Actions to take
• a. Decide whether each statement agrees with the internship essay, and answer yes or no with the deciding words of the essay, quoted exactly: (i) The group spent Fourth of July in front of the Capitol. (ii) The writer gives a detailed description of Washington D.C. (iii) The kayaks on the Potomac were red.
• b. Write out the part of the internship essay from "It really has" to "of my life.".
— Start of Quoted text —
We toured the beautiful city of Washington D.C., visiting the Smithsonian museums and the White House; but I have difficulty describing it, as my vocabulary is lacking, so please read Leonardo Torossian’s article to get a thorough review. We spent Fourth of July in front of the Capitol, patriotically listening to the Star Wars theme song and watching the fireworks color the black sky. We spent nights lying in our beds with our eyes closed but our minds open, pondering with our fellow roommates about life’s various mysteries. We spent mornings waking up late and dressing as quickly as possible, wondering whether it was perhaps better to continue our thoughtful discussion on the “automation of our society” in our dreams. We spent the days speaking to Members of Congress or Representatives of Artsakh and Armenia, while working on personal projects to further Hai Tahd, to assist people in the Homeland, and to reduce the injustice in our world. We spent evenings curled up on the couch together watching films, or under dimmed lights playing Durak (a fantastic game by the way, I recommend you learn it). We spent dinners passing ribs, and macaroni and cheese, back and forth, and toasting to our future and our new family. We spent our energy rowing yellow, double kayaks through the unnaturally green Potomac river, screaming “Shant! Please sit down!”
It really has been a story, and, as with any great story, there were moments of laughter and tears, joy and sorrow, stress and accomplishment, and there was, of course, the occasional romance. To remain dignified, I will speak for myself when I say that these emotions came together and shook me to the very core of my being. I am relatively young, and this has been quite an interesting life for me so far. I have reached a point where I am confused and lost, happily of course, and trying to find myself in this great big mess of a world. But without hesitation I say this has been a moment of clarity, the greatest summer of my life.
I hope that you, dear reader, are leaning back in your seat, or whatever contraption that is keeping you from falling, and you’re reflecting on your “greatest summer.” I hope it is filled with determined, intelligent, and headstrong Armenians. I hope it is filled with laughter and tears, expired gym memberships, and a pleasant yellow double kayak.
If it is not, the ANCA Leo Sarkisian intern family would welcome you with open arms.
— End of Quoted text —
— Start of Record excerpts —
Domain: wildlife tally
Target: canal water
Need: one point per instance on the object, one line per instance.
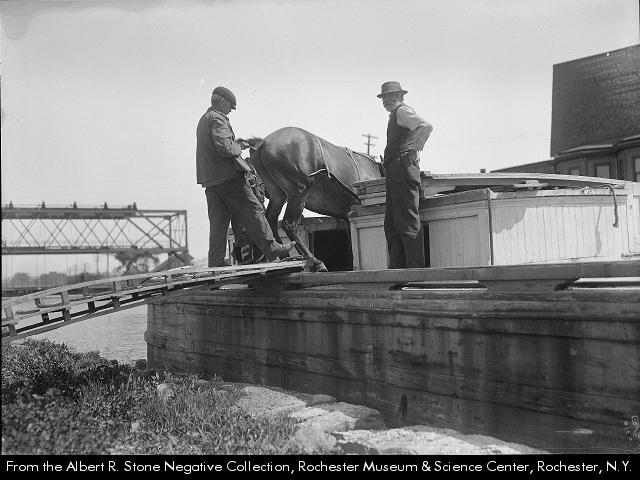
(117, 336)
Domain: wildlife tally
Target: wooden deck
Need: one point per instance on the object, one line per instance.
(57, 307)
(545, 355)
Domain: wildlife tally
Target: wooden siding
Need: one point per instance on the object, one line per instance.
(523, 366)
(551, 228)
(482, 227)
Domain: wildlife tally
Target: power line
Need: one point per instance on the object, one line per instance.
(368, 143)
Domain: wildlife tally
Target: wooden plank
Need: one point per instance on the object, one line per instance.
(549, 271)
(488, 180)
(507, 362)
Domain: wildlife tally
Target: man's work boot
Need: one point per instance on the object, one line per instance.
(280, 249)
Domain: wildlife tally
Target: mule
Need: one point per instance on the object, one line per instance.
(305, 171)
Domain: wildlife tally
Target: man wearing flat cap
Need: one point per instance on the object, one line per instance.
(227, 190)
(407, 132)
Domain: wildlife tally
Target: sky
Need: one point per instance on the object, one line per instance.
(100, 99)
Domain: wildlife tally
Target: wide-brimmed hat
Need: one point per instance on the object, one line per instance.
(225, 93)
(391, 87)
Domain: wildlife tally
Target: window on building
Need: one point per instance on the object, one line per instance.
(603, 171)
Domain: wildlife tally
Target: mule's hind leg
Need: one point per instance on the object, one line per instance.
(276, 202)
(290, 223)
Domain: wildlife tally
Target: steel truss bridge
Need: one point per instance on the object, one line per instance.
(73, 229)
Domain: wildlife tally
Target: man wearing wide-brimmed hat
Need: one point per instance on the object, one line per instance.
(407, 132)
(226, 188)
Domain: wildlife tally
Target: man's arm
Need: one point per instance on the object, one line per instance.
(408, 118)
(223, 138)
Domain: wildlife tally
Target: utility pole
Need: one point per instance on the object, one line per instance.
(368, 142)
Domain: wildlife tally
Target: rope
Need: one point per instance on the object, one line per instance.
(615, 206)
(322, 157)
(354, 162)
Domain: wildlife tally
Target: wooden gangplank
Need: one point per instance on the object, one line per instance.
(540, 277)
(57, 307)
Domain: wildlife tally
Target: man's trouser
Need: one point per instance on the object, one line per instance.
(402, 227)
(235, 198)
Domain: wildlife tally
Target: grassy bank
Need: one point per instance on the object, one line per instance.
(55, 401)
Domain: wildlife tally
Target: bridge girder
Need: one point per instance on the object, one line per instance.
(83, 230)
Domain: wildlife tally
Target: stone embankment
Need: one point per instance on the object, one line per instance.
— End of Record excerpts —
— Start of Record excerpts —
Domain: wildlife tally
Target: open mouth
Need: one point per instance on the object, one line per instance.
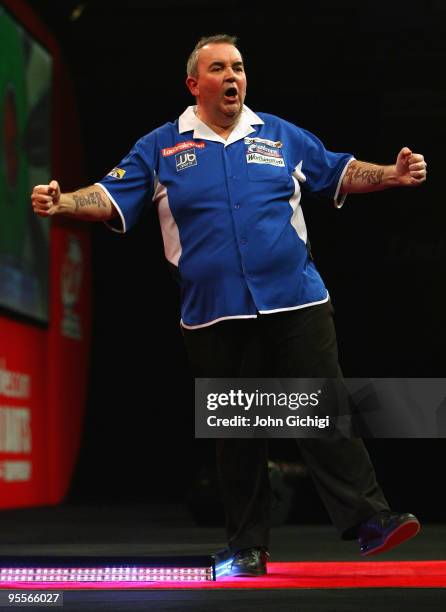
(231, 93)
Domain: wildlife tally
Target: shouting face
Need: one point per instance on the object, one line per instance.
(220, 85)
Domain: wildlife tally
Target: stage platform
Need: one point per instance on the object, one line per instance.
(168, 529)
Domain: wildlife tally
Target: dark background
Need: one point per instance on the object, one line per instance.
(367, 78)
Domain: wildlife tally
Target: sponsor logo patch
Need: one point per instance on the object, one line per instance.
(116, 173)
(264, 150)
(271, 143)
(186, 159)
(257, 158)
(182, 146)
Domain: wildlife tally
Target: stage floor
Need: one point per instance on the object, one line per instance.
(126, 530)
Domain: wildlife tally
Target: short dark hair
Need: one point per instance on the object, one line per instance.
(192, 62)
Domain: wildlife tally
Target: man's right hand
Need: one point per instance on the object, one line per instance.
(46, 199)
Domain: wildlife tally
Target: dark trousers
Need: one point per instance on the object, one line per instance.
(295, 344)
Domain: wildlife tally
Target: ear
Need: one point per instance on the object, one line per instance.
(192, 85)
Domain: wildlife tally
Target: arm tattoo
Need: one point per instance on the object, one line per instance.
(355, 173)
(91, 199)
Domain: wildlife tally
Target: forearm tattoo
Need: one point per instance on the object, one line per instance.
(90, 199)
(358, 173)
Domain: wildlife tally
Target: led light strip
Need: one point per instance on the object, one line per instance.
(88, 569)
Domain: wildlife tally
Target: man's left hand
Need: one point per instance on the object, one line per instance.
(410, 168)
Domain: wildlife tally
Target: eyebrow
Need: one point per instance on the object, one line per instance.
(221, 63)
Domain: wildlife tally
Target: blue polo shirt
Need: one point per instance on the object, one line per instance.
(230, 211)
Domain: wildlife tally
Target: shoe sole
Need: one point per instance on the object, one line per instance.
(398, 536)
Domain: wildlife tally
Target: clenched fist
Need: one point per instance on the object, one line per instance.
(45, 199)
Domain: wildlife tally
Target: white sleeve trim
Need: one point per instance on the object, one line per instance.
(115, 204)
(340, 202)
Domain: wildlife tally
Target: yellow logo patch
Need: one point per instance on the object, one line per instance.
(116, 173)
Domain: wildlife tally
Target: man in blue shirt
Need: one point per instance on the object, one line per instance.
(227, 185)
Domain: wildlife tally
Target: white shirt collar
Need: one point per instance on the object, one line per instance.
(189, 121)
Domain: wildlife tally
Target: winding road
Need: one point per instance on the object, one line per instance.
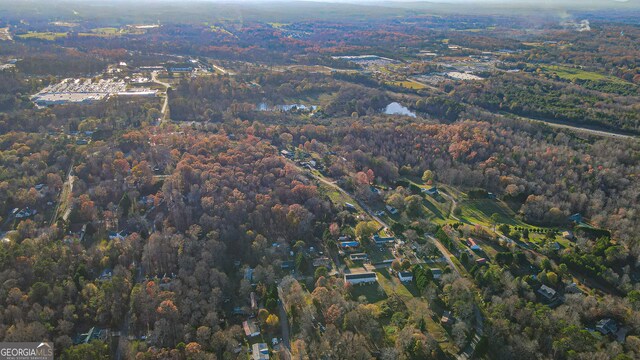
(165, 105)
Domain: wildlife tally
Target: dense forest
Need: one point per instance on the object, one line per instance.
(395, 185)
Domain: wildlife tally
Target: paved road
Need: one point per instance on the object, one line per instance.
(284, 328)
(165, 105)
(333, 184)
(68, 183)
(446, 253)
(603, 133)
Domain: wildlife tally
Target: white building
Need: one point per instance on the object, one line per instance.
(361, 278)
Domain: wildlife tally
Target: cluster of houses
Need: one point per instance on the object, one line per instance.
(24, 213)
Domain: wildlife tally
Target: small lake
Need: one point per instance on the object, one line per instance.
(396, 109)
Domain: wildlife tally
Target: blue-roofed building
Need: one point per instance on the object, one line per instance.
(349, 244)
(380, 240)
— End of Record excerpts —
— Start of Record excerpts —
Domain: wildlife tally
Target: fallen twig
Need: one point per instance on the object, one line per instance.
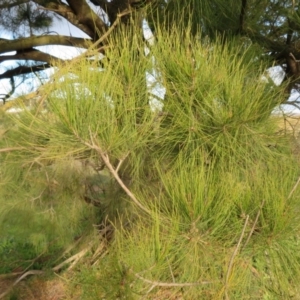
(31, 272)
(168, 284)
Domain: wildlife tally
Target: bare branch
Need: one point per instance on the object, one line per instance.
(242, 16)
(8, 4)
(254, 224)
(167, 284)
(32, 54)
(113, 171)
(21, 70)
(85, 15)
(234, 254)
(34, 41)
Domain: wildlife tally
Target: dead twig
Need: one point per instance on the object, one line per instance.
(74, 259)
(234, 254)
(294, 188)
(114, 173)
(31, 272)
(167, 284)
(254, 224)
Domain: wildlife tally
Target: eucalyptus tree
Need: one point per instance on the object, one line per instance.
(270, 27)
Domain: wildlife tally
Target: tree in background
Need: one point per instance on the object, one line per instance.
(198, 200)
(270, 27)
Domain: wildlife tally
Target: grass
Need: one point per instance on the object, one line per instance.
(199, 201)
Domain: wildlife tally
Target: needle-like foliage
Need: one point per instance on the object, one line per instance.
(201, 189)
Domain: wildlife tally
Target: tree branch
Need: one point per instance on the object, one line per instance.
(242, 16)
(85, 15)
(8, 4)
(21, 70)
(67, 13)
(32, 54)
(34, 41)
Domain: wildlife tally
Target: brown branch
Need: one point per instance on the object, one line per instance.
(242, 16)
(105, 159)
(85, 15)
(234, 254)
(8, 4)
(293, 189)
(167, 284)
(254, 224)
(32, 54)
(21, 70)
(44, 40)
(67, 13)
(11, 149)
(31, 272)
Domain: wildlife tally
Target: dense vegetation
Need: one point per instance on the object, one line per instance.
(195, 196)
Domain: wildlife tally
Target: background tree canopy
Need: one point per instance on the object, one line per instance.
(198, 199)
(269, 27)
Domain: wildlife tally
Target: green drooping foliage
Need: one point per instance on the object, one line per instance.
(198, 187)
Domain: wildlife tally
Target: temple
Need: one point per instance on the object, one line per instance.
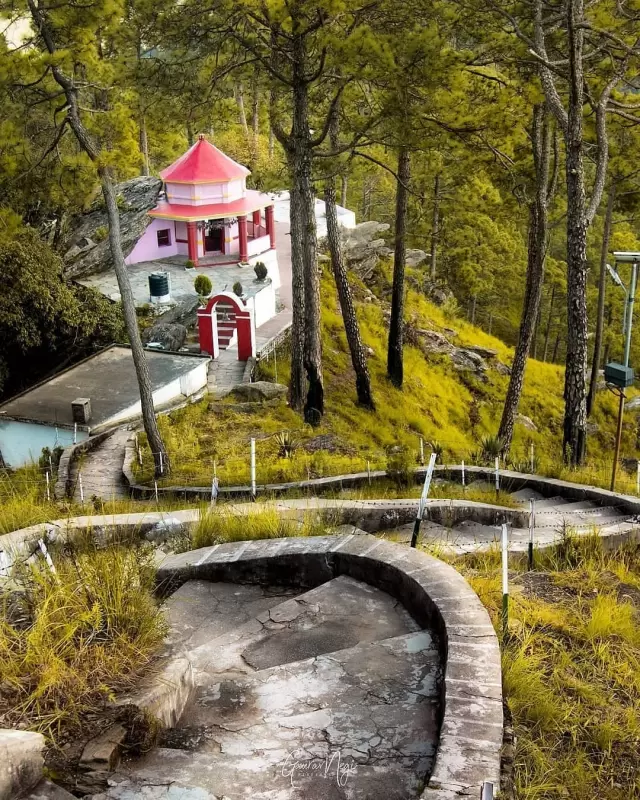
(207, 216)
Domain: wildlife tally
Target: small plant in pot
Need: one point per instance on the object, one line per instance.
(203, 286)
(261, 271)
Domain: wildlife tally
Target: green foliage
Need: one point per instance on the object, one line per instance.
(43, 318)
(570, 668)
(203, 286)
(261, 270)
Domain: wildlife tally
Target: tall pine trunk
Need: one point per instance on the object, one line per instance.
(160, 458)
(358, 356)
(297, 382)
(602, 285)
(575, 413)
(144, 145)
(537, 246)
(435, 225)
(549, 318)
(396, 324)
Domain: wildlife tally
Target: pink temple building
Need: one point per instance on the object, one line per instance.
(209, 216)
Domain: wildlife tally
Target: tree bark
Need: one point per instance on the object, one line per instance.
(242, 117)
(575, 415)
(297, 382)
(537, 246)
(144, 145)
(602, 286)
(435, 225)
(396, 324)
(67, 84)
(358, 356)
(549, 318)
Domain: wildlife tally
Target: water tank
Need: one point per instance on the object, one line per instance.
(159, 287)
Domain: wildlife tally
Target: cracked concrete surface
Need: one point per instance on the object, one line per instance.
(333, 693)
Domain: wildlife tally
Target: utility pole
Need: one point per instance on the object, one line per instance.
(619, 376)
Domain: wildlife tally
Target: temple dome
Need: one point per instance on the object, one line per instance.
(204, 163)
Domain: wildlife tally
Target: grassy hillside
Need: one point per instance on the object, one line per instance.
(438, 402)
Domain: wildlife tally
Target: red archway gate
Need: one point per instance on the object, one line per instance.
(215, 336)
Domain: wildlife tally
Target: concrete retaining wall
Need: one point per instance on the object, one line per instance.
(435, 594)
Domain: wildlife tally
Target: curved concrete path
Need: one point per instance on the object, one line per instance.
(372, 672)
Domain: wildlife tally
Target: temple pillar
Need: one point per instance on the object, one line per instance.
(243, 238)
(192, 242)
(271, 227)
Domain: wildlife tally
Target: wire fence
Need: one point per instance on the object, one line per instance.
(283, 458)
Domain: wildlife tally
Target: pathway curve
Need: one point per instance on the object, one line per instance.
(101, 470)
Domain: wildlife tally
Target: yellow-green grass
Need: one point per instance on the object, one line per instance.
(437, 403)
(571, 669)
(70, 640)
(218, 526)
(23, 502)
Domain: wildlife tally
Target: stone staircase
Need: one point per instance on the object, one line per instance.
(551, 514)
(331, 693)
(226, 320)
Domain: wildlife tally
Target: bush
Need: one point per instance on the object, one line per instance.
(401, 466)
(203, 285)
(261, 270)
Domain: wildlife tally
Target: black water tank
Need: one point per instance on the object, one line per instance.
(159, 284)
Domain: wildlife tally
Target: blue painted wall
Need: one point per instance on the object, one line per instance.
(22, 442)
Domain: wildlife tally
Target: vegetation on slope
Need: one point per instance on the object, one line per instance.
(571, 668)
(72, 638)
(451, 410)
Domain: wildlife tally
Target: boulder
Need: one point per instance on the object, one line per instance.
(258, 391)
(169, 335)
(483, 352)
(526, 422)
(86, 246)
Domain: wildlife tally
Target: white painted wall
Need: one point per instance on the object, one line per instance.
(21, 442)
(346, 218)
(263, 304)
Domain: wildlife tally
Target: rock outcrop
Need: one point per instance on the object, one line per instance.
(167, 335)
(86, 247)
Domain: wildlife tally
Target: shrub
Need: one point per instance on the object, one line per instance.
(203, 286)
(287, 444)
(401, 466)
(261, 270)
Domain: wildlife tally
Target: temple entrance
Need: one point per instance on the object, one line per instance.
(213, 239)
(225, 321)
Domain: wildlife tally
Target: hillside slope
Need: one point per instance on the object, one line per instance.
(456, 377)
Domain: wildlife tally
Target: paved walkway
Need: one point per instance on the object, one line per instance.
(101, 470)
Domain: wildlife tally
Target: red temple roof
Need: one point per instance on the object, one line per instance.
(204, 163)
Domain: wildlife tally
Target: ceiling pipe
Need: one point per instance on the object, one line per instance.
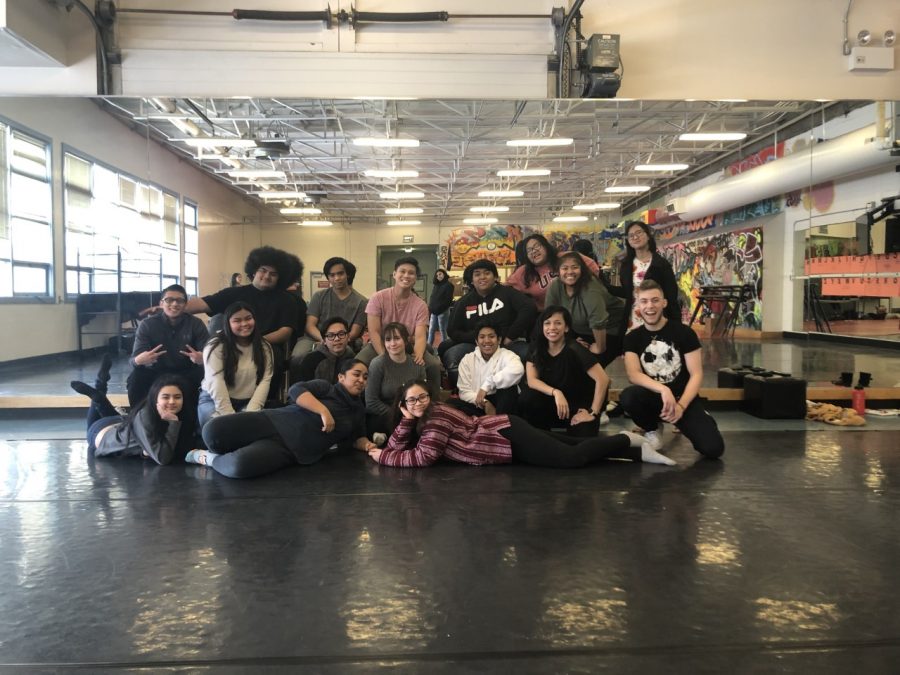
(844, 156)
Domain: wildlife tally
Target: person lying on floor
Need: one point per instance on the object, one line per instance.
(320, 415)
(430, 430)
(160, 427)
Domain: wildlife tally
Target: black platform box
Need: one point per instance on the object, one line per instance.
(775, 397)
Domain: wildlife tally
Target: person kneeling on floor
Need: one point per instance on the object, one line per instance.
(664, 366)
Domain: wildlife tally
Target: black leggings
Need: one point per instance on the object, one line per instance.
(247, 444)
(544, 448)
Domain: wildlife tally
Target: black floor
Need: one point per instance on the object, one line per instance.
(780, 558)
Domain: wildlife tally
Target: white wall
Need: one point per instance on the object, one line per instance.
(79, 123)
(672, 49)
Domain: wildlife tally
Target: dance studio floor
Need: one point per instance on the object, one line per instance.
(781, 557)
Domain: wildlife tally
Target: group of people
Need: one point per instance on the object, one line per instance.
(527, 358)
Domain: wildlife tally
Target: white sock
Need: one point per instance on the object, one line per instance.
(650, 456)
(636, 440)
— End of Record excerpts —
Responses per task
• a.
(i) Yes: "We spent Fourth of July in front of the Capitol"
(ii) No: "I have difficulty describing it, as my vocabulary is lacking"
(iii) No: "rowing yellow, double kayaks"

• b.
It really has been a story, and, as with any great story, there were moments of laughter and tears, joy and sorrow, stress and accomplishment, and there was, of course, the occasional romance. To remain dignified, I will speak for myself when I say that these emotions came together and shook me to the very core of my being. I am relatively young, and this has been quite an interesting life for me so far. I have reached a point where I am confused and lost, happily of course, and trying to find myself in this great big mess of a world. But without hesitation I say this has been a moment of clarity, the greatest summer of my life.